▸ Short exercise: Rewrite the records below, putting "give the coordinates" wherever "report the coordinates" appears and leaving all other text as it is.
┌─ Records provided
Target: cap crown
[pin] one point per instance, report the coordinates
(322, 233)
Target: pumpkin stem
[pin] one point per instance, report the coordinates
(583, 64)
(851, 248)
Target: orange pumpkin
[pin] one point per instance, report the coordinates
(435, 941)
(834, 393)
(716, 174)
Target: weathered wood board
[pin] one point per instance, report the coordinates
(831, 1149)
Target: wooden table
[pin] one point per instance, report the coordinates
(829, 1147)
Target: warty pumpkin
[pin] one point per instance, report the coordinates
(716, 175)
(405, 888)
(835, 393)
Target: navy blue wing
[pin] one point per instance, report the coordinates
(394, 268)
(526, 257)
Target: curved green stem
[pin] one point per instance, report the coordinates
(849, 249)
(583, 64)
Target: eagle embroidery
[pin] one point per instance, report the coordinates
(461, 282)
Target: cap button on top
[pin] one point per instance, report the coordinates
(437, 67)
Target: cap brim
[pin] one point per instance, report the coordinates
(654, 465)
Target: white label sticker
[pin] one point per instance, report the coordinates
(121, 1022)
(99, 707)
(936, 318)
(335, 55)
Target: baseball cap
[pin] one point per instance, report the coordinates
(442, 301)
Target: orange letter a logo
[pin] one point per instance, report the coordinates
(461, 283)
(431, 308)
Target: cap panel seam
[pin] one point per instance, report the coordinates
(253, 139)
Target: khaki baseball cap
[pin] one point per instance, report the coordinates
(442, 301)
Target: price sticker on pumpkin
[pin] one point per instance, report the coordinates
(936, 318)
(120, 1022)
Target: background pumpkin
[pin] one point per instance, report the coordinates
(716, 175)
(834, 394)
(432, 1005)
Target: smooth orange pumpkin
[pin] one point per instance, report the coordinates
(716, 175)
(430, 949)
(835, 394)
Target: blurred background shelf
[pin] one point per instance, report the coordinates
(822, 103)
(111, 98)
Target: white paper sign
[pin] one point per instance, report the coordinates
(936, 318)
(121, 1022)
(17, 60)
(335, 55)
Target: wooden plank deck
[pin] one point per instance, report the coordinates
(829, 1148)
└─
▸ Completed task:
Target: cap crown
[pin] one point per instance, give the coordinates
(322, 233)
Target: pumpkin stem
[pin] one point per instance, give the coordinates
(583, 64)
(851, 248)
Target: orange pumpkin
[pin] one point per instance, give the coordinates
(435, 941)
(834, 393)
(716, 174)
Target: weathered wood board
[pin] one point per instance, give the coordinates
(831, 1149)
Target: wooden table
[pin] one point per instance, give the coordinates
(829, 1147)
Target: warty pumpkin
[pin] one point per instance, give the coordinates
(716, 175)
(405, 888)
(835, 393)
Target: navy blue wing
[pin] one point per instance, give the coordinates
(394, 268)
(526, 257)
Target: curved green stem
[pin] one point per instance, give the coordinates
(849, 249)
(583, 64)
Target: eagle embroidery
[pin] one point per instance, give the coordinates
(461, 282)
Target: cap button on top
[pin] one point per instance, give the coordinates
(437, 67)
Target: cap brim
[pin] one point per instance, give the coordinates
(654, 465)
Target: white label sticker
[pin] one point per instance, give the coordinates
(121, 1022)
(99, 707)
(936, 318)
(335, 55)
Target: baseball cap
[pin] one point per instance, give the coordinates
(442, 301)
Target: orange letter a logo
[pin] one point per instance, give the coordinates
(461, 283)
(431, 308)
Target: cap panel seam
[pin] one point per instance, give the coordinates
(253, 139)
Target: khaki baseball cap
[pin] one point per instance, give the coordinates
(442, 301)
Target: price sticker on pumpkin
[pin] one point per instance, give the coordinates
(936, 318)
(120, 1022)
Target: background pumpkin
[pin] one point per instance, give the coordinates
(716, 175)
(834, 394)
(432, 1005)
Target: smooth orange pumpkin
[pin] one point per instance, give the coordinates
(716, 175)
(430, 949)
(835, 394)
Target: blurred background shelf
[pin] one point per instance, give the coordinates
(822, 103)
(111, 98)
Target: white paper sign
[pin] one point per instance, give the coordinates
(936, 318)
(121, 1022)
(17, 60)
(335, 55)
Target: wooden plank deck
[pin] one point per instance, give the coordinates
(829, 1148)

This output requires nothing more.